TEXT PASSAGE -
= = = =

# George Foreman Grill RECIPES



## kinein (Aug 17, 2004)

Hi, was curious what recipes everyone on these forums uses?  I plan on getting one of those big big grills so I can start cooking for myself heh. If using the GF Grill is considered cooking.. -_- 

So without much further ado? Any personal healthy yummy recipes.. or a little bad but really tasty recipes? I know how to boil water and use a microwave... so you know how well versed I am at cooking..


----------



## timt (Aug 17, 2004)

salt and pepper your choice of meat and cook it.


----------



## truth (Aug 17, 2004)

Don't even need salt+pepper..
I bought the basic grill from Walmart for about $18
I grill my chicken breasts on it..turns out JUICY and TASTY
<3 George Foreman Grill


----------



## Jodi (Aug 17, 2004)

Lawry's seasoning - shake on chicken, fish beef or whatever and grill Mmmmm


----------



## timt (Aug 17, 2004)

SLICE A CAN OF SPAM INTO 3/4" peices. add pepper cook and top with american cheese food.


----------



## Jodi (Aug 17, 2004)

timt said:
			
		

> SLICE A CAN OF SPAM INTO 3/4" peices. add pepper cook and top with american cheese food.


  You don't actually eat that crap do you?


----------



## nikegurl (Aug 17, 2004)

Jodi said:
			
		

> Lawry's seasoning - shake on chicken, fish beef or whatever and grill Mmmmm



ditto.


----------



## Spitfire (Aug 17, 2004)

= = = =

SOURCE EXCERPT -
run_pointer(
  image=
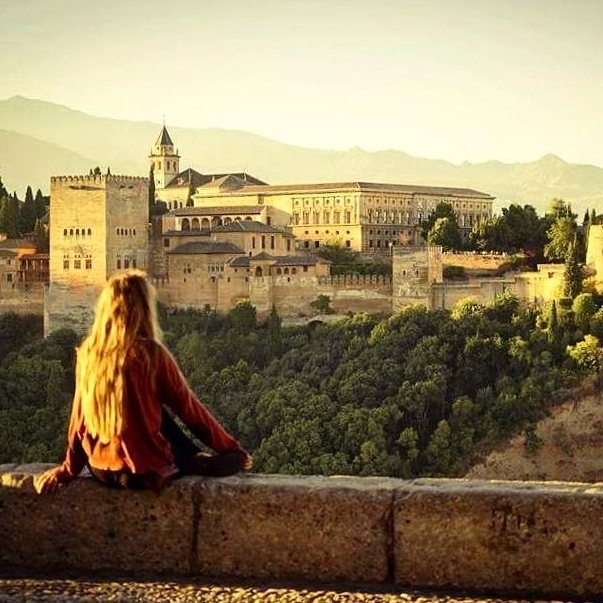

= = = =

STATED TASK 1 -
Please translate this sentence from the grill recipe thread into Spanish: "I bought the basic grill from Walmart for about $18"
STATED TASK 2 -
From the grill recipe thread, copy the stretch from "So without much" through "am at cooking..".

FULL RESPONSE 1 -
Compré la parrilla básica en Walmart por unos 18 dólares.

FULL RESPONSE 2 -
So without much further ado? Any personal healthy yummy recipes.. or a little bad but really tasty recipes? I know how to boil water and use a microwave... so you know how well versed I am at cooking..